PROBLEM STATEMENT> From the law firm profile below, list every feature that it says characterizes life at the firm.

TEXT SEGMENT>
Boies, Schiller & Flexner LLP

This firm did not participate in Chambers Associate 2011-12. Here's a shortened version of what we wrote in 2010...

LITIGATION boutique Boies, Schiller & Flexner powered into the Am Law 100 for the first time ever in 2009. It has more than 200 lawyers practicing in New York City, Washington DC, Armonk, New York, as well as eight other small offices across the country.

Turnover jumped 18 percent to $295 million in 2008, elevating the firm to 92nd in the 2009 Am Law revenue table. This is thanks in part to the rumored $150 million-plus fees resulting from its $4 billion settlement for American Express against Visa and MasterCard, the largest antitrust recovery in US history. Boies Schiller’s offering of “young company entrepreneurialism” combined with “elder statesman prestige” served it well during the recession, and to date it has avoided layoffs.

The Work  

Since Boies Schiller is still relatively small in terms of headcount, applicants seeking the reassurance of big company infrastructure, mature work allocation systems, precise billable hour expectations and a defined hierarchy would not thrive here. Small teams, early responsibility, generalist practice areas and long working days characterize life at the firm. “I was attracted to Boies Schiller by its size,” one junior associate said. “I wanted to work directly for partners rather than mid-level associates; I’m effectively a mid- level associate already.” Others echoed the high expectations the firm places on its new associates from day one: “I wanted to be sure I’d get an intense type of practice, intellectually stimulating on a regular basis. Here there’s the opportunity to do so many different things.” Another concurred, “It’s been an amazing experience so far. I like the intense atmosphere – it’s constantly go, go, go.”

Work allocation at Boies Schiller is not an exact science and, provided you can handle the pressure, work will flow your way. “The distribution of the workload depends on your ability,” one junior explained. “The partners are very astute about how much you can do, and the quality of your work.” Typically, work filters down from partners that juniors are formally assigned to. “There’s an informal team structure.” In some groups there is also a coordinator who manages a pool of work and then allocates it out according to who is available.

Litigation associates can expect a very broad workload covering everything from antitrust to white-collar crime, with tasks including “researching and drafting briefs and responses, a lot of discovery requests, and responding to complaints. Whatever the partners ask me to do.” Some interviewees had already clocked up hours of trial experience, and others were looking forward to this prospect. “We’re a firm of generalists,” an interviewee explained. “We do everything under the sun.”

The small corporate group is almost entirely based in New York City, with a few tax lawyers in Miami. It tends to work separately from the litigation teams, although it does provide support or specialist knowledge to them when required. “Corporate work is fundamentally different from litigation, so we have our own clients and do our own work," a junior explained. "But there is a great deal of overlap with litigation , especially in securities work. We provide necessary backup where required.” Corporate attorneys choose to work at Boies Schiller over other firms because they “wanted the opportunity to get very substantive work at a young age.” The pressure on junior associates can be unrelenting, something they seem to relish. “Some clients only ever speak to me, never the partner in charge,” one said. “We get a great deal of responsibility. I’ve run my own deals – I’m the one who negotiated with partners on the other side. It was really my show. In most places you don’t get to do this until you’re a fourth or fifth-year associate.”

Training & Development  

Although the firm has a program of firmwide, monthly training seminars given by senior attorneys and occasionally name partners via video and teleconferences, associates repeatedly said that “most of the training is day-to-day, on the job.” As the firm continues to expand, “maybe it will become more institutionalized.”

ENTRIES>
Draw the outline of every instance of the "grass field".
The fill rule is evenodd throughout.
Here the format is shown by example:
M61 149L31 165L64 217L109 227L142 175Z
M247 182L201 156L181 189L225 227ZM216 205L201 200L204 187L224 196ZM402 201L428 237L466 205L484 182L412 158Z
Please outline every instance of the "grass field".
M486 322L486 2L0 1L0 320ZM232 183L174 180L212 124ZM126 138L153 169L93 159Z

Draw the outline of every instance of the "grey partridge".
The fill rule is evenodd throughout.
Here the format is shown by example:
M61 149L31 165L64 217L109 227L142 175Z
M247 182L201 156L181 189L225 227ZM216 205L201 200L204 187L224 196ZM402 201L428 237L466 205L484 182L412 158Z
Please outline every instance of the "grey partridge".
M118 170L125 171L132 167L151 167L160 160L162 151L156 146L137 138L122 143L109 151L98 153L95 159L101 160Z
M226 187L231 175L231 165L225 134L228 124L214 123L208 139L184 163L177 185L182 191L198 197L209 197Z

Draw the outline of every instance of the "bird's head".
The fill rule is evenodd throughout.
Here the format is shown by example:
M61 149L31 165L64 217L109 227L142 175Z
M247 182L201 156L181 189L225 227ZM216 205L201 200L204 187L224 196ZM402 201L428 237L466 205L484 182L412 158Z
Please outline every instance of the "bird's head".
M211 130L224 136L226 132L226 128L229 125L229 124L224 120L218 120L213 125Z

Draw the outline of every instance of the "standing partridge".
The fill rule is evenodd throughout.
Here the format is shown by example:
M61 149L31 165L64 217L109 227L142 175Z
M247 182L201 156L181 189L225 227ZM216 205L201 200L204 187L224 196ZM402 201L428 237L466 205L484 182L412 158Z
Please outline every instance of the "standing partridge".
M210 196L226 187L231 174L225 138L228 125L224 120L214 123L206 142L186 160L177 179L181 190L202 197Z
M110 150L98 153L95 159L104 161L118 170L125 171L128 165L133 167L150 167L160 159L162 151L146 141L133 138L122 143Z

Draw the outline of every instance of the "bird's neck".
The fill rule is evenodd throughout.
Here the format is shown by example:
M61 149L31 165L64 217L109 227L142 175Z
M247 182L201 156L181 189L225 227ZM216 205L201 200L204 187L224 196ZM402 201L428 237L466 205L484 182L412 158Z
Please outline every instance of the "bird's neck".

ANSWER>
- Small teams
- Early responsibility
- Generalist practice areas
- Long working days